TRY IT -
In the records below, find the line that contains "Where can the shepherd's", then transcribe it and every later line exactly, stopping at the final line.
TASK INPUTS below:
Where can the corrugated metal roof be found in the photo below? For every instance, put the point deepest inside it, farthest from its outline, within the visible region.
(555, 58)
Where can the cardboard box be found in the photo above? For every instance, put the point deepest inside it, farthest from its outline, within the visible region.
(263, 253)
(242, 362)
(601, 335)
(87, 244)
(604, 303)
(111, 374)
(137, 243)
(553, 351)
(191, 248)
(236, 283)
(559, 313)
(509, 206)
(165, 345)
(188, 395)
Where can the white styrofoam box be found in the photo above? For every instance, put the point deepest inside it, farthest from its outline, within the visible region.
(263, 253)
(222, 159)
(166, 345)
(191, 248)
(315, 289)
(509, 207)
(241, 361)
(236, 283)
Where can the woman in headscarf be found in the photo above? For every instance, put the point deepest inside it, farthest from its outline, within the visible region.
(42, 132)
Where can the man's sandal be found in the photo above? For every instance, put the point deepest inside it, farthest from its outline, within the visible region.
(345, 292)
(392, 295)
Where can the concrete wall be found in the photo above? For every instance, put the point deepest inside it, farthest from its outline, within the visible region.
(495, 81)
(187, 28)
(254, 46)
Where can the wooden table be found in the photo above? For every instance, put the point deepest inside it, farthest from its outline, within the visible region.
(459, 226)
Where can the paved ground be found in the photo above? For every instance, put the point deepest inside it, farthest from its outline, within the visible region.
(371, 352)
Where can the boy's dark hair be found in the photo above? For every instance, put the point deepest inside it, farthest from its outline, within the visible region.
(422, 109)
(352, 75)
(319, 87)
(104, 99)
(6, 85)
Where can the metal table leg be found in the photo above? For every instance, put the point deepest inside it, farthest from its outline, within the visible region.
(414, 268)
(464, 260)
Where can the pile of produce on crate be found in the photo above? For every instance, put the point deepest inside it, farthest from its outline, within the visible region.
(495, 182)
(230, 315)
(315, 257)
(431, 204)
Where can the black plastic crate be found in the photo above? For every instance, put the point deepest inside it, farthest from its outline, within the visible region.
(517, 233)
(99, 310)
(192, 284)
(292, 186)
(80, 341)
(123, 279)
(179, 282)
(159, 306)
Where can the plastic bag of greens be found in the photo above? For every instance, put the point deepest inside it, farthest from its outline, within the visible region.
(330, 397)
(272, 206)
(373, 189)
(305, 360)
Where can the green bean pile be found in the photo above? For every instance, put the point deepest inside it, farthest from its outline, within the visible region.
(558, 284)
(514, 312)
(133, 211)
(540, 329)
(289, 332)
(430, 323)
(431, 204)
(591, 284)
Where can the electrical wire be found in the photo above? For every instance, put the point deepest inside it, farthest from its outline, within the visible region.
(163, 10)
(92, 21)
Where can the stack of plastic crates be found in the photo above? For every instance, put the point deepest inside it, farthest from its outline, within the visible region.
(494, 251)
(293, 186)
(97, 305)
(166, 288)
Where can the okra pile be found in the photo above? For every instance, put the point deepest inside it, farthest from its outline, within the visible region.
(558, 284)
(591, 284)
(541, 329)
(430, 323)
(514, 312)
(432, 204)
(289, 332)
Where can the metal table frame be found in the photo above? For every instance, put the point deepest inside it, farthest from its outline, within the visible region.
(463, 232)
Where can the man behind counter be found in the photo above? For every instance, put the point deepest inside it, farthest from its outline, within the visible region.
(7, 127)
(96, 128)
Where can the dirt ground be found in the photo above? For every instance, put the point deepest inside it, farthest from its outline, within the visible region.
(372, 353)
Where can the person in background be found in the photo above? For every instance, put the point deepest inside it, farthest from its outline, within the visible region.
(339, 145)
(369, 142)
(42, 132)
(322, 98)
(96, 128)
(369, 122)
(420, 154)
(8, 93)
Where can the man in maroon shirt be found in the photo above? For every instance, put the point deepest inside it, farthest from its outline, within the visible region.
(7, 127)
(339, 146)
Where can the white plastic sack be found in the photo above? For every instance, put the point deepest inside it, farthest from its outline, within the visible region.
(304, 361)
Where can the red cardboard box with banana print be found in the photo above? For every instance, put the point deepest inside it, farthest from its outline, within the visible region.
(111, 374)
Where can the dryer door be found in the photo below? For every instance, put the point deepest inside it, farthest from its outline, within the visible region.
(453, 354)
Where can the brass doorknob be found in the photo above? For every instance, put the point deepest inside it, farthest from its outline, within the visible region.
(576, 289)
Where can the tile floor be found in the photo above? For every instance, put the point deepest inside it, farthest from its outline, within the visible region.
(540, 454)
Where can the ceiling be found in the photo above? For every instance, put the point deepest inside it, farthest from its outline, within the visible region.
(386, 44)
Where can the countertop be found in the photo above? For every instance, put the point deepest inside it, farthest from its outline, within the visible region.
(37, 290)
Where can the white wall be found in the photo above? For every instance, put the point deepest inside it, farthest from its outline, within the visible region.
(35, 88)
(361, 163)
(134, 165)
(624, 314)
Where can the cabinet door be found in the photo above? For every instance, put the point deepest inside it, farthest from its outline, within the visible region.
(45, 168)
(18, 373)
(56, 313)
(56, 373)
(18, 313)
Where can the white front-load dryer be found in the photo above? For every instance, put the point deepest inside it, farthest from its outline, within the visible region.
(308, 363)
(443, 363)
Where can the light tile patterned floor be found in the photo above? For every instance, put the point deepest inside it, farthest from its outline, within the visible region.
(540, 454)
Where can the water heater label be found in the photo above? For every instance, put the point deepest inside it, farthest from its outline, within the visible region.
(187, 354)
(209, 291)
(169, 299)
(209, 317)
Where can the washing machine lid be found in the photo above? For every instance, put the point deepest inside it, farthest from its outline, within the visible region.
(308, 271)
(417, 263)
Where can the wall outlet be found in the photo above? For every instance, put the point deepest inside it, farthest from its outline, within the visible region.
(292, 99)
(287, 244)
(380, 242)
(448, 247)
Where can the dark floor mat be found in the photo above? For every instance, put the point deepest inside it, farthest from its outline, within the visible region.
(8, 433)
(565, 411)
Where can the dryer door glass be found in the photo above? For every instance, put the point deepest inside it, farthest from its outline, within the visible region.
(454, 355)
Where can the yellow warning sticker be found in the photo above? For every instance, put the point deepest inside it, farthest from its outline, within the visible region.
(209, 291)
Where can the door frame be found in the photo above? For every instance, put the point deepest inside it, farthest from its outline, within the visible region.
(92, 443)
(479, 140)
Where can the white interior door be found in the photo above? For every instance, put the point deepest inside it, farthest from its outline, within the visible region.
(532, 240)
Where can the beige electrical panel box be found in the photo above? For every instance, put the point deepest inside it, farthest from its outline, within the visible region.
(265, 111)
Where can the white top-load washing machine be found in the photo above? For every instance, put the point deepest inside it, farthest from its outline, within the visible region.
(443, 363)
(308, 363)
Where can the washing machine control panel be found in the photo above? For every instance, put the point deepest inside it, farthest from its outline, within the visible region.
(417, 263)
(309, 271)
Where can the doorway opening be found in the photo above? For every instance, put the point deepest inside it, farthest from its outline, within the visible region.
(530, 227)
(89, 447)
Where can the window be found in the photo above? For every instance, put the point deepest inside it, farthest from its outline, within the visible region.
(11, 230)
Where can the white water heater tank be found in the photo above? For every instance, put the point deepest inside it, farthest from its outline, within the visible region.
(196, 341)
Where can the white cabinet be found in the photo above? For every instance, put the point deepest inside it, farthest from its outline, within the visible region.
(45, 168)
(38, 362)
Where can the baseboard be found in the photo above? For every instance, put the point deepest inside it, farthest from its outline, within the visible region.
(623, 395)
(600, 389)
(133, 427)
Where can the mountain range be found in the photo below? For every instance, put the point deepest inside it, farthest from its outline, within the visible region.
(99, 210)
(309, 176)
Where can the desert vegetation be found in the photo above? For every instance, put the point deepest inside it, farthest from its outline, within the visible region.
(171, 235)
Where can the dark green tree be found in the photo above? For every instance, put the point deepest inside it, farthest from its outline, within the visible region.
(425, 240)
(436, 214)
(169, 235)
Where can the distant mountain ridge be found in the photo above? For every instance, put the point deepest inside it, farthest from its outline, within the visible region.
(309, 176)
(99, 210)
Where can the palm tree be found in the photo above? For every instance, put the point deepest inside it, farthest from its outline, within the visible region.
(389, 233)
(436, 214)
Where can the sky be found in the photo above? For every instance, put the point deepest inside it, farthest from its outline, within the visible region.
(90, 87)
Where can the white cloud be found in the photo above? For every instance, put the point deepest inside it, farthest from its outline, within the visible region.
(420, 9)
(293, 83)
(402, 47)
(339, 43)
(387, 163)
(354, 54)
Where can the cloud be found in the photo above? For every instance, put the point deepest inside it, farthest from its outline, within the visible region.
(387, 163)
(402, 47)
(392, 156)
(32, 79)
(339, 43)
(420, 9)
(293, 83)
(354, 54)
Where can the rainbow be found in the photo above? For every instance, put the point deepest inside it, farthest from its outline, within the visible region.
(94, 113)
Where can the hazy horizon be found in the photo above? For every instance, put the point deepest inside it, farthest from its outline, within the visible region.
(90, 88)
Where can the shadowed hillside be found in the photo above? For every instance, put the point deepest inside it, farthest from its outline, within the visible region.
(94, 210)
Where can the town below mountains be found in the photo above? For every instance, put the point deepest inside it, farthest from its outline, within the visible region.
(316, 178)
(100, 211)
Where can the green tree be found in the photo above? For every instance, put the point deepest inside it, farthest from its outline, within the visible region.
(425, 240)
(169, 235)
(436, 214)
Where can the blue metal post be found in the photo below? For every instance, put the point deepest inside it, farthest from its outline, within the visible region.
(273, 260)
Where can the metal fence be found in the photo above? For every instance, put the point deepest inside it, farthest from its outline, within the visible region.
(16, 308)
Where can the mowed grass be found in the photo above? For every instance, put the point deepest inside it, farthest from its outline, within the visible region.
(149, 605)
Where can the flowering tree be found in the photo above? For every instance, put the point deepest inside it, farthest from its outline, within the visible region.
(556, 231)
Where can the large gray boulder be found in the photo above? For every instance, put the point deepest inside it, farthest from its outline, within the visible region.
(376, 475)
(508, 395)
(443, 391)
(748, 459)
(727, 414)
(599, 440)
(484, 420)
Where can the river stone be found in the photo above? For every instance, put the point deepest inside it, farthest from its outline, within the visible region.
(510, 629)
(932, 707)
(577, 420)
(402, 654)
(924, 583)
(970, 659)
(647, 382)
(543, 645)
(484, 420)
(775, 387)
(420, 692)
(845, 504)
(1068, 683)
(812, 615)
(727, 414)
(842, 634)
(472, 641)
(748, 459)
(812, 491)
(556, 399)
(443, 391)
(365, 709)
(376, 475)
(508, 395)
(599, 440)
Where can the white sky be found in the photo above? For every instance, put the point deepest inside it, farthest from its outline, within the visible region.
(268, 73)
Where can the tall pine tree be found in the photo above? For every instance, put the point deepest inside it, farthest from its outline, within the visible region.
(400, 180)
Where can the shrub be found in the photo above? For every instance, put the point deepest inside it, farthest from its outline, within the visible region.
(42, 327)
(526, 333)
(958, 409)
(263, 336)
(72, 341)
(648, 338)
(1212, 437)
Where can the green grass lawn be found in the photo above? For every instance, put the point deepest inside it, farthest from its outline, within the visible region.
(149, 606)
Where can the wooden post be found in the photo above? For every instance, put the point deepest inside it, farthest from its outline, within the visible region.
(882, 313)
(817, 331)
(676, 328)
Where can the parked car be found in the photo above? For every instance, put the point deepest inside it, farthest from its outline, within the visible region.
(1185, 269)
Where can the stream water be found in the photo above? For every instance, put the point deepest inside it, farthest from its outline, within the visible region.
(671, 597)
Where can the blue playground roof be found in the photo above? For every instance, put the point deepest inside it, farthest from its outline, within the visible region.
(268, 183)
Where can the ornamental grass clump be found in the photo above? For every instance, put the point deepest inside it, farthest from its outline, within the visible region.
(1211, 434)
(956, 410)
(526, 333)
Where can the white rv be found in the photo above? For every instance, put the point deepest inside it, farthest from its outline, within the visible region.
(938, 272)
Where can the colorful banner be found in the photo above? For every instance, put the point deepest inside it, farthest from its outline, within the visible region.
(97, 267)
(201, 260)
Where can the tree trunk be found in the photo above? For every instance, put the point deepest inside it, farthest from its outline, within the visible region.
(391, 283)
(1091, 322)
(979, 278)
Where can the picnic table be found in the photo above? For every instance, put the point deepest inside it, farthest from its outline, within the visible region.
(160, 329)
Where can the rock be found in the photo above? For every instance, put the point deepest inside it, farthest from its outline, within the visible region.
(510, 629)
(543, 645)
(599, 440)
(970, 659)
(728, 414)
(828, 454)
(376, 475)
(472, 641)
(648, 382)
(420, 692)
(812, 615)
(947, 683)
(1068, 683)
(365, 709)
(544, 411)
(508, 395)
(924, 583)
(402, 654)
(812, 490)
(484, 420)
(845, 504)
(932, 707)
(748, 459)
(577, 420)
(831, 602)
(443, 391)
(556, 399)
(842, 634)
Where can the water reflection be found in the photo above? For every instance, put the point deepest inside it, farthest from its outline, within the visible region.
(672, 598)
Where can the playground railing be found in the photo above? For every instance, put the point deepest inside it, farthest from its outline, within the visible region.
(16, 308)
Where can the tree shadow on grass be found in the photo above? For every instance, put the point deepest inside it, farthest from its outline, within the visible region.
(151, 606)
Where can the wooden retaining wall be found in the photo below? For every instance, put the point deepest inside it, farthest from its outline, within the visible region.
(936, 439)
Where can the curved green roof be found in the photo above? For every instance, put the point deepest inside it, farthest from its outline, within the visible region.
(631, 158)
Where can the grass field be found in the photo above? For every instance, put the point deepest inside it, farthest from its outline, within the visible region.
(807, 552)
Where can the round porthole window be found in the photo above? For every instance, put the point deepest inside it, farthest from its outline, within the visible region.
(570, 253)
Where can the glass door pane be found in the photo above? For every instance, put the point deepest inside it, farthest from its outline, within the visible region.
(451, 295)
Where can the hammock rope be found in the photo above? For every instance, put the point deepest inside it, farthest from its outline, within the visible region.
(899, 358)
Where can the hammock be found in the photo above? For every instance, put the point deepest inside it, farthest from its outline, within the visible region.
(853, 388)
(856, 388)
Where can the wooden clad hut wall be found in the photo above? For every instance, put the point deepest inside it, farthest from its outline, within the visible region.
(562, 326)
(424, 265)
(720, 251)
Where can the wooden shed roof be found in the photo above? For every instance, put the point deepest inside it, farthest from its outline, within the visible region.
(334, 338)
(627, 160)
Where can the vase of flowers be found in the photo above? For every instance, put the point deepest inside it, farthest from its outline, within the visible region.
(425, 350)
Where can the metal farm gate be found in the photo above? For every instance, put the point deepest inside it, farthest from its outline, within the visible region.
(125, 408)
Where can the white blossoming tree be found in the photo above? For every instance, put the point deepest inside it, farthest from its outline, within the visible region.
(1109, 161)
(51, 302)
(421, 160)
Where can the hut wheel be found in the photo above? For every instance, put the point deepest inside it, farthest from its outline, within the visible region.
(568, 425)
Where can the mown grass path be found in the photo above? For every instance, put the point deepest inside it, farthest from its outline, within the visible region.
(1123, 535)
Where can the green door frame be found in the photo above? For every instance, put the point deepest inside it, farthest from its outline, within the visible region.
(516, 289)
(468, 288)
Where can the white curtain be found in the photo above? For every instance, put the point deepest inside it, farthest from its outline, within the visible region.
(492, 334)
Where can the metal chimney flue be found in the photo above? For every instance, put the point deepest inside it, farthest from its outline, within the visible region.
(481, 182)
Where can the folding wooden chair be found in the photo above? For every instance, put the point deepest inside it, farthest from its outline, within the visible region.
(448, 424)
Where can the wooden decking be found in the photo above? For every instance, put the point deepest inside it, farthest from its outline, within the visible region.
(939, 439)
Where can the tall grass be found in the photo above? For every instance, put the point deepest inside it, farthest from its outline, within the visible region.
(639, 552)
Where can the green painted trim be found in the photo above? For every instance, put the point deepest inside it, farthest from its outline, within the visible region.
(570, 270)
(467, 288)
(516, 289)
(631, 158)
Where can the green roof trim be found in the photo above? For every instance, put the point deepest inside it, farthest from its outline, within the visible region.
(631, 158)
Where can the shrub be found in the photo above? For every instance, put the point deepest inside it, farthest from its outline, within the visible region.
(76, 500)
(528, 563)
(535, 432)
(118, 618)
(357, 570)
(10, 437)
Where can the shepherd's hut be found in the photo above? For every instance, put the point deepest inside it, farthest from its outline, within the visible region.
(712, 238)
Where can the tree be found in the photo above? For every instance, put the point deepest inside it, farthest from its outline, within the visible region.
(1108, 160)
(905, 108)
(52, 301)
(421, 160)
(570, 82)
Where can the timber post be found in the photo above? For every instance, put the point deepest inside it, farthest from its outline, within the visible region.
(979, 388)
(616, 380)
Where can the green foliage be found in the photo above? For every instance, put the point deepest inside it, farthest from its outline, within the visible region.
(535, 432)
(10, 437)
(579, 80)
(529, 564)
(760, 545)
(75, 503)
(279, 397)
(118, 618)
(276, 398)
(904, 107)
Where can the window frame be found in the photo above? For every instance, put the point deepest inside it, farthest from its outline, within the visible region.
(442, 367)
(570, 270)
End of TASK INPUTS.
SOLUTION TO THIS PROBLEM -
Where can the shepherd's hut be found in the photo above? For every instance, put the point deepest inside it, farthest from its outline, within the visible region.
(712, 238)
Where can the tree be found in the photo above? For every instance, put the point deepest inside it, farthest from its outline, within the visible region.
(1108, 160)
(905, 108)
(52, 301)
(421, 160)
(570, 82)
Where can the timber post be found in the photo above? For every instance, put the point deepest inside it, farthest from its outline, within the visible region.
(979, 388)
(616, 380)
Where can the green foliage be found in the photo above? For every instance, put the point deepest inside it, farthest from its outline, within the visible region.
(535, 432)
(10, 437)
(579, 80)
(529, 564)
(760, 545)
(75, 503)
(279, 397)
(118, 618)
(276, 398)
(904, 107)
Where can the window frame be found in the photo above? For every instance, put the point deepest inside it, farthest from its outline, within the visible region.
(442, 367)
(570, 270)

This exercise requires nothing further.